引用文 ▸
========================================
「リボと言う言葉に騙されないで」リボ払いは利息に利息が付く逆複利。

「リボと言う言葉に騙されないで」リボ払いは利息に利息が付く逆複利。
「リボと言う言葉に騙されないで」リボ払いは利息に利息が付く逆複利。
編集部/元・タジュウ

カードローン金利・リボ返済の恐ろしさ「単利と言っておきながらホントは複利なのでは?」

こんにちは、元・タジュウです! 今回は借金漫画の王様「賭博黙示録カイジ」の名言から

いい加減にしろよ、いい加減その・・・金利って考え捨てろよっ・・・!

私が多重債務者だった頃、上野公園で酔っ払いながら何度このセリフを口走ったことか。上野公園でデートしているカップルは怪しい人が独り言を・・・と思ったことでしょう。

本日は商業銀行や消費者金融のカードローンに付く金利の恐ろしさについてご解説したいと思います。具体的には「リボ払い」と呼ばれるものです。

サマリーから。「複利ではなく単利なので、思ったほど金利は高くありません!」と借りてもらえるように謳っていますが、100%ウソではないものの、かなり怪しいです。この点はこの世の誰も公には指摘していないので、金融で人生が破綻した金融学者の知見がこの記事で光ります(いぶし銀のようなサビ色で、鈍く)。
========================================
提供資料 ▸
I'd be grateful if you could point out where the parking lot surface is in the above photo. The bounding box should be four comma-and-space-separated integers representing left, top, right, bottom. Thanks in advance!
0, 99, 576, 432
========================================
作業内容 ▸
資料の前に掲げた、リボ払いの金利を論じる引用文の続きを、最後の一文の後から書き継ぐこと。

作業結果 ▸
この記事をお読み頂き、まだカードローンに手を出していない方は簡単には手を出さない、法的債務整理を考えている方は「踏み倒す方も悪いが、自己破産個人再生にそれほど罪悪感を持つ必要はナイ(向こうも、合法だが案外あこぎなことをしている)」と自信を持って頂けると幸いです!

大義名分

イスラムの世界では、「働かずにマネーを貸すだけで利益をゲットしてはならん!」という考え方があり、金利を取ることは禁止されています。カイジの理想がイスラム諸国では既に実現していた?

これは「建前」で、昔はそうだったかも分かりませんが、現代では違います。実際には金利を取っているが、そうではナイと屁理屈をこねる。例を挙げましょう。

ある人が友人に100円貸した。10日後に110円にして返して欲しい(トイチ)。でも金利は取れない。なら、返すのは100円でいい。別の取引で僕は人形屋をやっているので人形を買ってもらいましょう。定価は30円ですが、40円で買って下さい! ちなみにこの貸借と人形の売買は「独立」しております!

建前。理由は何とでも付けられる。

さて、消費者金融に関する法律を一つ

貸金業法: 原則「複利は禁止」とする(当事者間で特に合意があった場合は別)。

だそうです。実際、大手の消費者金融業の大衆向けカードローンは単利ベースでこの決まりをしっかり守っている(合法)。ホントか?

これ実は建前です。実際は複利に「かなり近い」ところがある。この点を以下お示しします。

イスラム社会でも、金利は取っていない! と信じている人も多いでしょう。実は取っていると知ってるがシレッとしている人もかなりいる。消費者金融業界の恐ろしいのは、経営者や従業員のほとんどが単利なのであこぎなことなどしていない! と信じていることです。

単利と複利

この違いをご存じの方は多いと思いますが、念のため。ゴチャゴチャとエクセルの表を張り付けるのは避けます。数式やスプレッドシートを極力避ける金融学者として!

  • 単利とは、大本の元本のみに金利が付く借金。金利分には金利は付かない。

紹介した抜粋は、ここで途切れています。